# [必須タスク]
**a.** 酢豆腐の噺についての文章に照らして、次の(i)〜(iii)が本文と合っているかをそれぞれ「はい」か「いいえ」で答え、判断の根拠となる本文の語句を正確に引用してください。(i) 上方では『酢豆腐』が転じて『ちりとてちん』という噺になった。(ii) 書き手は明日、母に古今亭志ん朝の『酢豆腐』を聴かせるつもりでいる。(iii) 今日の一枚はロニー・マシューズである。
**b.** 酢豆腐の噺についての文章にある次の一文を英語に訳してください。「冷たく言った罪滅ぼしに、明日、母に文楽の『酢豆腐』を聴かせてあげようと思っています。」
**c.** 酢豆腐の噺についての文章から、「冷たく言った罪滅ぼしに、明日」から「きたくなっちゃったぁ。(笑)」までを、その語句自体も含めてそのまま抜き出してください。

# [文書本文]

-.-.-

江戸では『酢豆腐』、これが転じて上方では『ちりとてちん』という噺になったわけで、小さんの十八番でしたねぇ。
冷たく言った罪滅ぼしに、明日、母に文楽の『酢豆腐』を聴かせてあげようと思っています。
知ったかぶりの嫌われ者の若旦那、腐った豆腐を前にして
若旦那、これがなんだかご存じで
もちりんです、通人好みのこの逸品、よくぞご入手・・・・
てなこと言って、これは『酢豆腐』だとしょうし、一口。
若旦那、たんとお召し上がりくざいやし
いや、『酢豆腐』は一口に限りやす
いいねぇ、文楽は・・・・・あたしゃ一口と言わず、古今亭志ん朝の『酢豆腐』もいただきたくなっちゃったぁ。(笑)
さて、今日の一枚は、ロニー・マシューズです。

-.-.-

保存済みエントリ:
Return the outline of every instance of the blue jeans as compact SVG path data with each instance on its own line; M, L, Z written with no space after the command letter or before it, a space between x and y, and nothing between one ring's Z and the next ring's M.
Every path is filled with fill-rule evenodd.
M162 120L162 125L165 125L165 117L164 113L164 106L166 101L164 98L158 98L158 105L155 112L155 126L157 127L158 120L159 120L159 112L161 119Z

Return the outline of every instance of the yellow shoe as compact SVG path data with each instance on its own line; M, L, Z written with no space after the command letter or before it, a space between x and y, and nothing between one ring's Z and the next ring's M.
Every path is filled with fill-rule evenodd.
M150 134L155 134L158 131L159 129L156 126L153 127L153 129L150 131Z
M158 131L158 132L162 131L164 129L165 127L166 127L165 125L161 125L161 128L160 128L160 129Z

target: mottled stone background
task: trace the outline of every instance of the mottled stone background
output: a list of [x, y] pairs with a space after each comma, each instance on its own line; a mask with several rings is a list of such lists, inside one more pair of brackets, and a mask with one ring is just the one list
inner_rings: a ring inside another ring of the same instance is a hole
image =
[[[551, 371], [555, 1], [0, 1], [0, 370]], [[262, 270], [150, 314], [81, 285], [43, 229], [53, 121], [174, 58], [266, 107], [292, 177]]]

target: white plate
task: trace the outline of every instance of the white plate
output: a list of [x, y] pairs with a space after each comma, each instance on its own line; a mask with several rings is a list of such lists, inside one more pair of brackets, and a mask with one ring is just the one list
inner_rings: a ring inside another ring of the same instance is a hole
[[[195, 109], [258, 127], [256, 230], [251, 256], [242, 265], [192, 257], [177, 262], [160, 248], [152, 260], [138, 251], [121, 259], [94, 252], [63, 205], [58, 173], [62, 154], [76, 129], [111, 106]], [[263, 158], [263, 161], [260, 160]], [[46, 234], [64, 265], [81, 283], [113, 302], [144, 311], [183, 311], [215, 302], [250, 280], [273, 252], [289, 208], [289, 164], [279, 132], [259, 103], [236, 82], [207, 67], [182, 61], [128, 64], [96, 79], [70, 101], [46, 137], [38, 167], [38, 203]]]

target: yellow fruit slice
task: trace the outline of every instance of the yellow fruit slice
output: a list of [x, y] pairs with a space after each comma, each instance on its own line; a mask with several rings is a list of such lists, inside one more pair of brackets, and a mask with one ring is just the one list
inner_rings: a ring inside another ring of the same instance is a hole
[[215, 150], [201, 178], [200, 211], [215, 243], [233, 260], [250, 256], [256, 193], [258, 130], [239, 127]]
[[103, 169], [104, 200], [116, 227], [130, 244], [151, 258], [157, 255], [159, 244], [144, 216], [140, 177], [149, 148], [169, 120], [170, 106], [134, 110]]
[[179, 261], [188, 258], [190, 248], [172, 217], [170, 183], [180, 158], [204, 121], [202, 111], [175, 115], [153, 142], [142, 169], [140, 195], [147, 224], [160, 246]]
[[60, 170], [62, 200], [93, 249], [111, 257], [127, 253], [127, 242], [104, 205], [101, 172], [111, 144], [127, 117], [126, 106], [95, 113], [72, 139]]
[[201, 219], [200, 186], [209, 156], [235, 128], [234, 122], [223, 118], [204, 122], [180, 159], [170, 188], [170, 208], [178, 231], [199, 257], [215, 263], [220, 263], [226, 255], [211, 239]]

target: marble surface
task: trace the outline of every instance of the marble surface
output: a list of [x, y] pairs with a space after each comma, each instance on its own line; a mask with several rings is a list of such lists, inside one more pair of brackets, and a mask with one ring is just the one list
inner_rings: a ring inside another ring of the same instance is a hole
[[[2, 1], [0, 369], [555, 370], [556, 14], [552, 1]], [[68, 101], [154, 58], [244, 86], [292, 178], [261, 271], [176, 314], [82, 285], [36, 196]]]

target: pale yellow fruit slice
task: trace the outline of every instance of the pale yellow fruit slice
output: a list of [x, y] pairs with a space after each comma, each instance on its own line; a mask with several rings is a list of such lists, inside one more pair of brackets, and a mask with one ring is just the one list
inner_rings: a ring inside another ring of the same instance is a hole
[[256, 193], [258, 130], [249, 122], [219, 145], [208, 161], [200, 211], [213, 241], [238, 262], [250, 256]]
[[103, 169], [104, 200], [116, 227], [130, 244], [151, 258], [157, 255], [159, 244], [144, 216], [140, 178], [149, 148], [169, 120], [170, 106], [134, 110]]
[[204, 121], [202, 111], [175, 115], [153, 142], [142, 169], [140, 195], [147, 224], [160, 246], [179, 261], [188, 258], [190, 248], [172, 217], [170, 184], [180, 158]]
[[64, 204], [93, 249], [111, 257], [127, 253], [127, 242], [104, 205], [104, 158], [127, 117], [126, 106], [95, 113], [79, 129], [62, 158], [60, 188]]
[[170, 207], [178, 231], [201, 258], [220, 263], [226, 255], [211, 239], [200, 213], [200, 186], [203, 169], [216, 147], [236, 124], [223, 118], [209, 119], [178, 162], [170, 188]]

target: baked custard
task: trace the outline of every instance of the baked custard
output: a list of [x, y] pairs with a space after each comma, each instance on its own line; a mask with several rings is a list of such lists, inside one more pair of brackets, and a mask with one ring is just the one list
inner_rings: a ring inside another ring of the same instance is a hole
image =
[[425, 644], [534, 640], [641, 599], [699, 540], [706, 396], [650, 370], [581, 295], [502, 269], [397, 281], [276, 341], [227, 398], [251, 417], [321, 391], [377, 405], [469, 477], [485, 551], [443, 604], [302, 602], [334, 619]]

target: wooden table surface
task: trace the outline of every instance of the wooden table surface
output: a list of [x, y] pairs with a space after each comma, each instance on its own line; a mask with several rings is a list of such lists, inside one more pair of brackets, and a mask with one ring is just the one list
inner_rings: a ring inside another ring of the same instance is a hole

-.-.-

# [タスク別結果]
**a.**
(i) はい。「江戸では『酢豆腐』、これが転じて上方では『ちりとてちん』という噺になった」
(ii) いいえ。「明日、母に文楽の『酢豆腐』を聴かせてあげようと思っています」
(iii) はい。「今日の一枚は、ロニー・マシューズです」

**b.** To make amends for speaking coldly, I'm planning to let my mother listen to Bunraku's "Sudofu" tomorrow.

**c.**
冷たく言った罪滅ぼしに、明日、母に文楽の『酢豆腐』を聴かせてあげようと思っています。
知ったかぶりの嫌われ者の若旦那、腐った豆腐を前にして
若旦那、これがなんだかご存じで
もちりんです、通人好みのこの逸品、よくぞご入手・・・・
てなこと言って、これは『酢豆腐』だとしょうし、一口。
若旦那、たんとお召し上がりくざいやし
いや、『酢豆腐』は一口に限りやす
いいねぇ、文楽は・・・・・あたしゃ一口と言わず、古今亭志ん朝の『酢豆腐』もいただきたくなっちゃったぁ。(笑)